AUFGABE:
Gib das folgende Material Zeile für Zeile unverändert wieder. Lass die Bilder dabei weg.

##### MATERIAL ZUR AUFGABE

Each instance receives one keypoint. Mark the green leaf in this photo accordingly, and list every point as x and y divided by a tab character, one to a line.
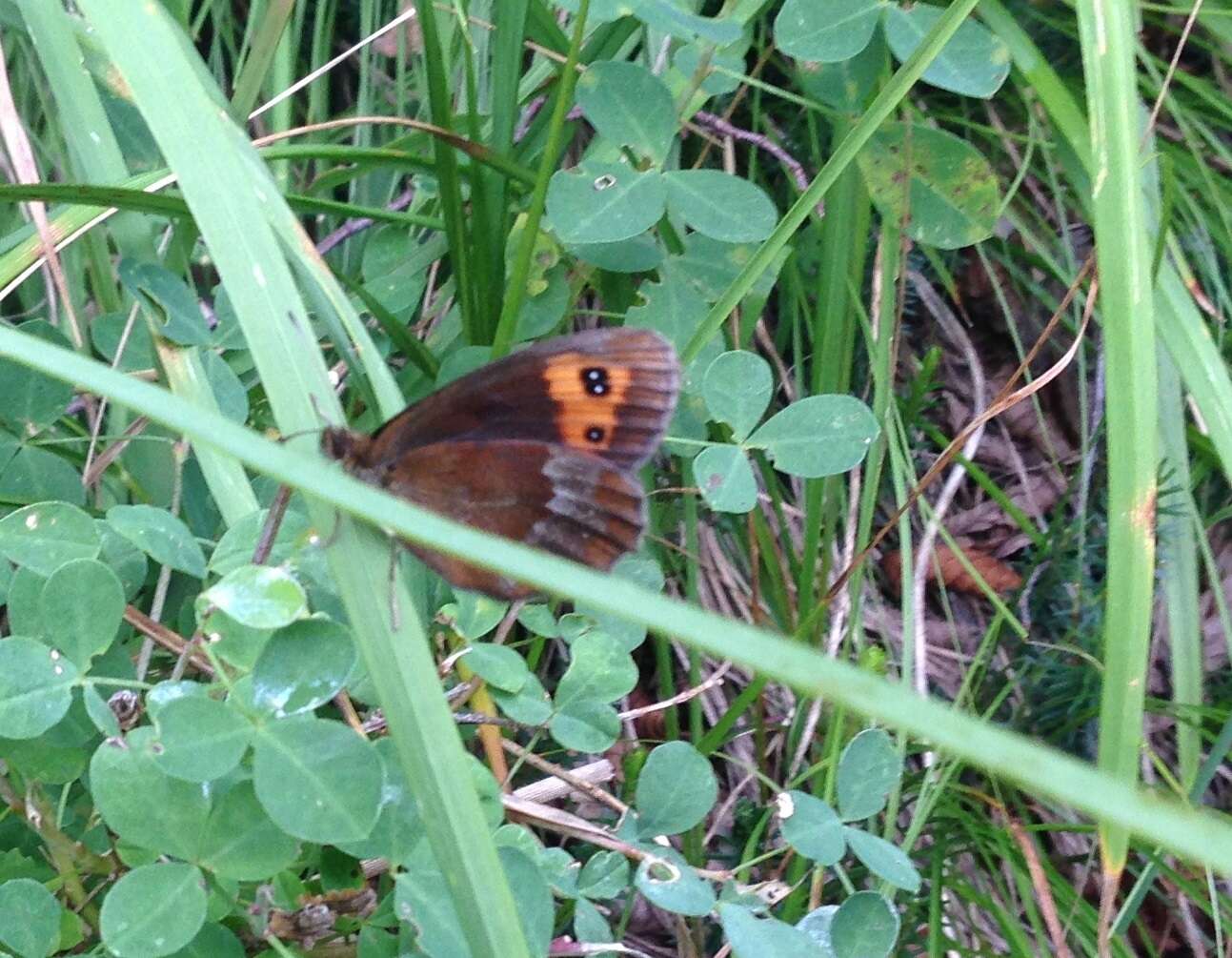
168	299
32	399
938	186
234	642
200	739
152	910
26	601
318	780
46	535
737	389
753	937
669	17
303	666
475	614
719	205
817	927
972	63
143	804
100	711
260	597
160	535
865	927
238	542
676	790
126	560
228	391
30	919
638	255
81	604
530	704
629	105
498	664
43	761
689	58
213	941
812	827
240	841
398	826
421	898
882	858
533	896
673	307
37	475
869	768
599	669
843	85
605	874
827	32
36	687
589	927
818	436
726	479
667	881
604	202
106	332
585	725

##########

LÖSUNG:
Each instance receives one keypoint. Mark the green leaf in this photo accordingly, and list every point as x and y divided by a tab character, one to a line.
168	299
32	399
938	186
234	642
200	739
152	910
26	601
318	780
46	535
737	389
753	937
669	17
303	666
475	614
719	205
817	927
972	63
143	804
100	711
260	597
160	535
865	927
238	542
676	790
126	560
228	391
30	919
638	255
81	604
530	704
629	105
498	664
43	761
689	58
213	941
812	827
240	841
398	826
421	898
882	858
533	896
673	307
37	475
869	768
599	669
843	85
605	874
827	32
36	687
589	927
818	436
726	479
667	881
604	202
106	332
585	725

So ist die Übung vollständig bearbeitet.